Image location labeling entries
____________

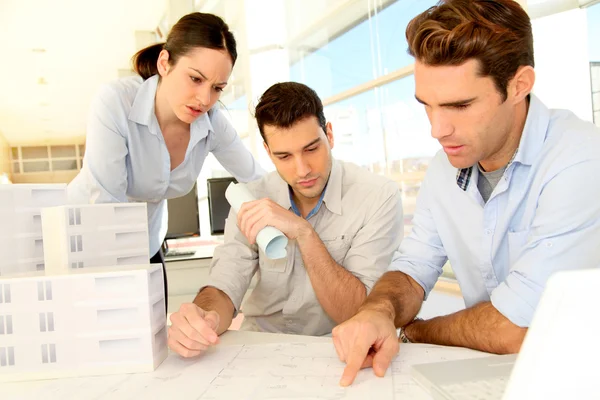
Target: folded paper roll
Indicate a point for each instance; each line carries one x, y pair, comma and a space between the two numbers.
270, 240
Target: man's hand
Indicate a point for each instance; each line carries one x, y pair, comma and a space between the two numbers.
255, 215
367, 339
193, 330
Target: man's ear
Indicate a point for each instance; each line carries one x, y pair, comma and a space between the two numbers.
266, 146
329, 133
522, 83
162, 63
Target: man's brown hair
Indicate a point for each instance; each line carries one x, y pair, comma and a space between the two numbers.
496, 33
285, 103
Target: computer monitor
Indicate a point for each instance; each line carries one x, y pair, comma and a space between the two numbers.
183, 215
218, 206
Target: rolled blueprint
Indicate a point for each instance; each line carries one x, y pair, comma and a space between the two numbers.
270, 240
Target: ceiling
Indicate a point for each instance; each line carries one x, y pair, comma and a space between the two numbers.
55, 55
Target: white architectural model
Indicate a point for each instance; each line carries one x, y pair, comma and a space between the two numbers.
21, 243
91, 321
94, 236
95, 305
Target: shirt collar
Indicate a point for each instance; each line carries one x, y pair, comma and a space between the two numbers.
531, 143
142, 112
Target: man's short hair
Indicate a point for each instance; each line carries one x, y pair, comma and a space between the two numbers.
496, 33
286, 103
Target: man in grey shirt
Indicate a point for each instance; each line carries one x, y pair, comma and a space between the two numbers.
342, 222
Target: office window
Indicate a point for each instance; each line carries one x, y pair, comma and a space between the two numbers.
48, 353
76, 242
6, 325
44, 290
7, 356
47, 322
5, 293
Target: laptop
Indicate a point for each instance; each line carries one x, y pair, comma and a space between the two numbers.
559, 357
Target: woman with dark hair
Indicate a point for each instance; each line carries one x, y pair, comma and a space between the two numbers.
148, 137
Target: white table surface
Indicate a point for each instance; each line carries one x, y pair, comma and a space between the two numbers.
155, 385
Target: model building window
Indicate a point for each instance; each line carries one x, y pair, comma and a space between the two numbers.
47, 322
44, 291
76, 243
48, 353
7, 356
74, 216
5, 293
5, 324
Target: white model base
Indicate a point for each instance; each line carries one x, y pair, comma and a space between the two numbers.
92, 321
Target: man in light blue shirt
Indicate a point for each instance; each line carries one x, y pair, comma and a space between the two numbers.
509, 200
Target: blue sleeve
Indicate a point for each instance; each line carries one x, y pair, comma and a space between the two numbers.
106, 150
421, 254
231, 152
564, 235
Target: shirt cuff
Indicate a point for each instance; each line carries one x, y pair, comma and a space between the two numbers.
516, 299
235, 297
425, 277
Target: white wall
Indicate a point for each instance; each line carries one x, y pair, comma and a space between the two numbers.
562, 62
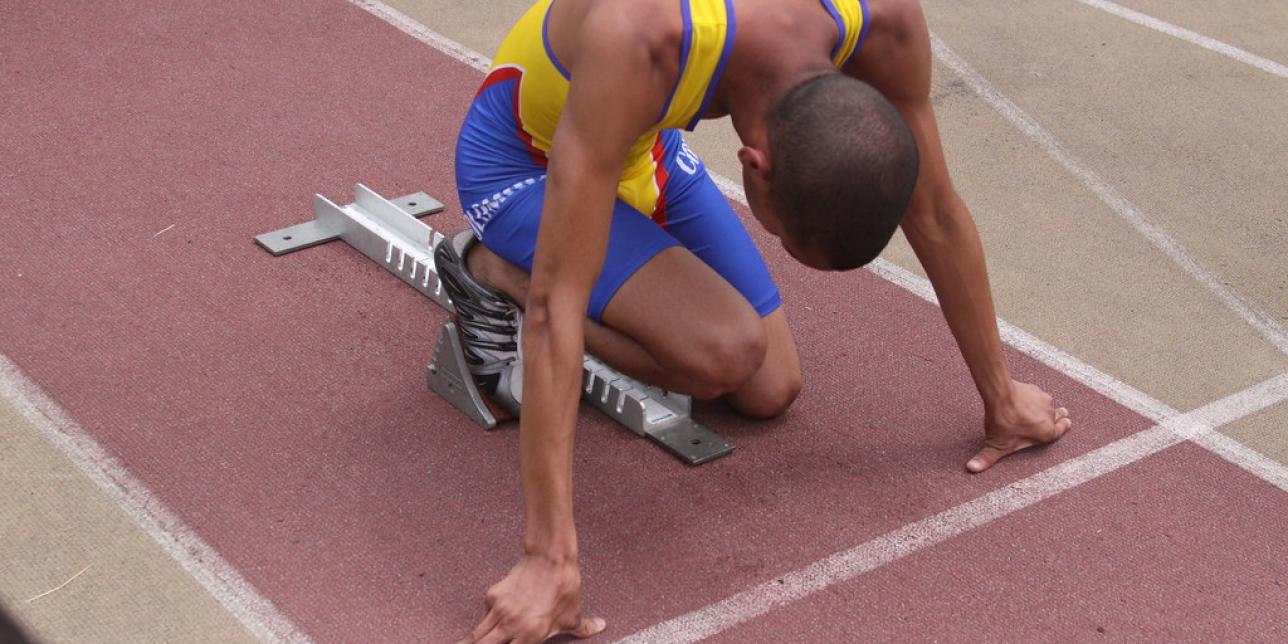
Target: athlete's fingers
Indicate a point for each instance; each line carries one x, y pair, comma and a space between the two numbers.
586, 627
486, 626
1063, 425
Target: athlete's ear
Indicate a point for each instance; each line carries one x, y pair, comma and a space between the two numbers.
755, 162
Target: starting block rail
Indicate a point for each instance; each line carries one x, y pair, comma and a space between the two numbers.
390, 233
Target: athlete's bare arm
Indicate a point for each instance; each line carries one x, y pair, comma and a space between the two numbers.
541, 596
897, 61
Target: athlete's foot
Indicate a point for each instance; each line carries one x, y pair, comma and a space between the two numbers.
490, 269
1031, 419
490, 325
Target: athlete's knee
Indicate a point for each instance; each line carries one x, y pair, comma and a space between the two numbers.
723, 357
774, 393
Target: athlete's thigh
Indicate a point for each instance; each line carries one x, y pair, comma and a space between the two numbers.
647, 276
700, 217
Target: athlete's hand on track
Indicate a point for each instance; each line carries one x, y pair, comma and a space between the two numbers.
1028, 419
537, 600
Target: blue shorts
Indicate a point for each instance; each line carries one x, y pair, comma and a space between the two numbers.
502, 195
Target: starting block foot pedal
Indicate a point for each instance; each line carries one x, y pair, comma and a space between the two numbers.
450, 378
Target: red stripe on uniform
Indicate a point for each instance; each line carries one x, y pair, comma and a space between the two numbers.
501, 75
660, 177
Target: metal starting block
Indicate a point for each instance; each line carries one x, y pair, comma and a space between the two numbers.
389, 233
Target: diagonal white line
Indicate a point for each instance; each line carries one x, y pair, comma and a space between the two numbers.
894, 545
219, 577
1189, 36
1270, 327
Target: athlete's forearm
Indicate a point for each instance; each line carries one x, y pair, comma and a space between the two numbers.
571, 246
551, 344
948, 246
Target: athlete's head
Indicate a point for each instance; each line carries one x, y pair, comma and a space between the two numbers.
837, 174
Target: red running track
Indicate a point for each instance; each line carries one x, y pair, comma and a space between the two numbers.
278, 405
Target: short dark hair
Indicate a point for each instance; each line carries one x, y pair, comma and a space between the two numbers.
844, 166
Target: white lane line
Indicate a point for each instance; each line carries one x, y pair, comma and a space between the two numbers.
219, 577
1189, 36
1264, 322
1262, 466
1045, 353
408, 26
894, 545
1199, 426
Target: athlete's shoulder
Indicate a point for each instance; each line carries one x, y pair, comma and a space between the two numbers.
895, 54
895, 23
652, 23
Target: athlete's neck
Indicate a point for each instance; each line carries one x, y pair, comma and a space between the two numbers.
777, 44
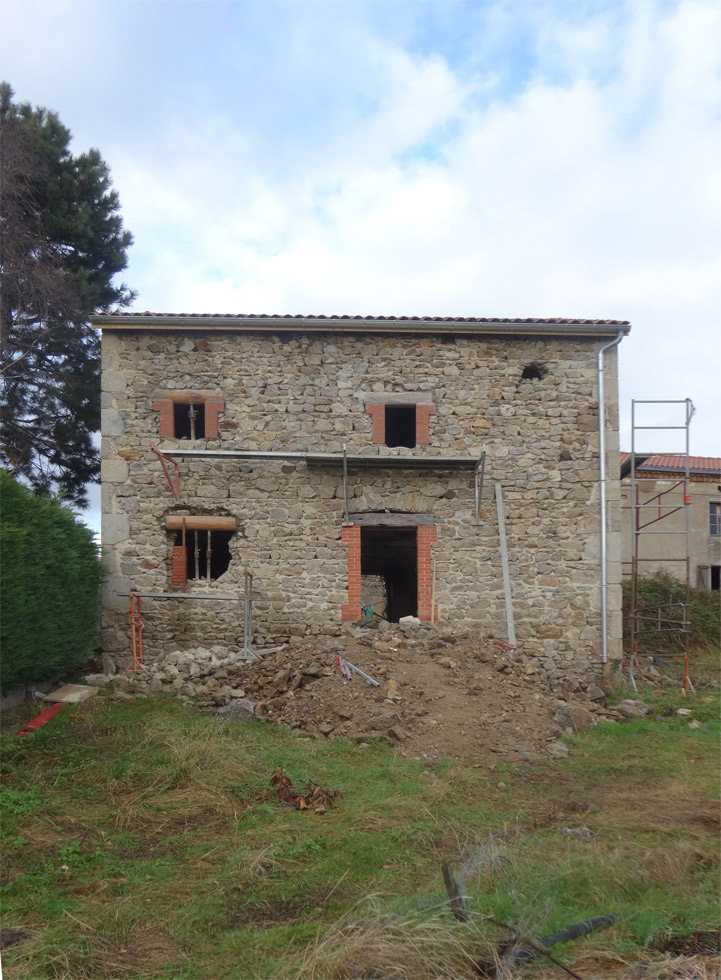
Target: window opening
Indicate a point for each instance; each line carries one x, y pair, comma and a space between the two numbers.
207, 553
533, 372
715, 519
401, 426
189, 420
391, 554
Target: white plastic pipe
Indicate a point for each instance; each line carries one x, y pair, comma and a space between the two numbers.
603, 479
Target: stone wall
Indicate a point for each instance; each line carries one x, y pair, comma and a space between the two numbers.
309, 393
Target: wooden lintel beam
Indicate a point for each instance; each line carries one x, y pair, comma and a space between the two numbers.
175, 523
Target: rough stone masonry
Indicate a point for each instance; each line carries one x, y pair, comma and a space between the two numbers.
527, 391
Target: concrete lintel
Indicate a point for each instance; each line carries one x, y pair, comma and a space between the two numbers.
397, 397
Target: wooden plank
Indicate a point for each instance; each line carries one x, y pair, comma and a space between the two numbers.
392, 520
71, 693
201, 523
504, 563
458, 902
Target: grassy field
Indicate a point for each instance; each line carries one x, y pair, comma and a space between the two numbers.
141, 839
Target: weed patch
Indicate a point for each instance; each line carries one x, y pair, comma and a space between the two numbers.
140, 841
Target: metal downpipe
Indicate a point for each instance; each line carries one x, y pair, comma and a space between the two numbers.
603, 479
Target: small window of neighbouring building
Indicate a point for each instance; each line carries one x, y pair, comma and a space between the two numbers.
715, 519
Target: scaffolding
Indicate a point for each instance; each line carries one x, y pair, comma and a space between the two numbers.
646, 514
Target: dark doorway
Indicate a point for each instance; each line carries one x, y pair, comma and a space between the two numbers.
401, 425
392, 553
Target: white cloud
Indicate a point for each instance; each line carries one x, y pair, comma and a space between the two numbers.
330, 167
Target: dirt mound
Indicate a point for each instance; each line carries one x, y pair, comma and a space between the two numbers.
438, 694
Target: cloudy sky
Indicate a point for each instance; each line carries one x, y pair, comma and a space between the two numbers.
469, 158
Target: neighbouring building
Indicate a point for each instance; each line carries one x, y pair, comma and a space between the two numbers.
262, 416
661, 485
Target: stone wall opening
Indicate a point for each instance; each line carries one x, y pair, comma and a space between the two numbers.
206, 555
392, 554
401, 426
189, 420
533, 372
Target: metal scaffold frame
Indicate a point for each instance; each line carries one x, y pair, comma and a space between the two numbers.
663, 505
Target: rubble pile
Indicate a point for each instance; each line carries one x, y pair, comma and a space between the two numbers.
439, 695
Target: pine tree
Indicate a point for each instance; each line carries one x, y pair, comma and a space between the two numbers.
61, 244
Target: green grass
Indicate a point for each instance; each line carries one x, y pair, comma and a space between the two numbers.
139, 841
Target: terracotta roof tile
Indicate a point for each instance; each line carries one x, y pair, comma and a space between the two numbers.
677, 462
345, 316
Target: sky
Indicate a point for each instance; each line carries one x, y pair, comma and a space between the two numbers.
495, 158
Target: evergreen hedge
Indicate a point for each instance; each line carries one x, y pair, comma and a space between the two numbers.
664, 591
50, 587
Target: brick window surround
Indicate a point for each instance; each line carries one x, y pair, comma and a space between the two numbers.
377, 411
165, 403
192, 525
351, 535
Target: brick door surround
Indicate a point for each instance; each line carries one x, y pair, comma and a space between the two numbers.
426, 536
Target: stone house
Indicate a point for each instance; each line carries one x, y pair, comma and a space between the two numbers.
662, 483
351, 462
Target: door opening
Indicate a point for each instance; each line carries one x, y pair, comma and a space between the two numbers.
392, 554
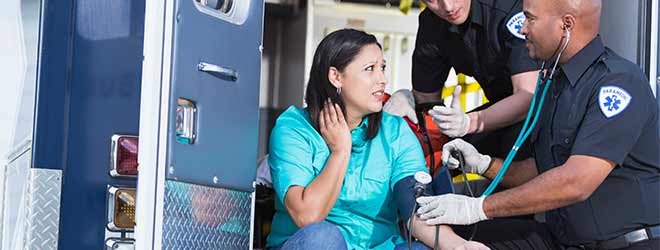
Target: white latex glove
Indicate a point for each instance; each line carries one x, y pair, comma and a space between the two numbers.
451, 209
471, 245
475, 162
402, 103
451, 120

____________

> [What you should do]:
Quote the records word for word, beginning at the line that contains "Target: door opening" and continuing through the end of the records. Leave the pictures out of your answer.

> [Solution below]:
Target: door opening
Indicate a point for each instance; each line carries one x, y pair, comma and a space between the two numbers.
392, 554
Target: white latex glove
Indicate a point for each instance; each line carries one x, y pair, comma and a space between the two numbers.
451, 209
471, 245
475, 162
402, 103
451, 120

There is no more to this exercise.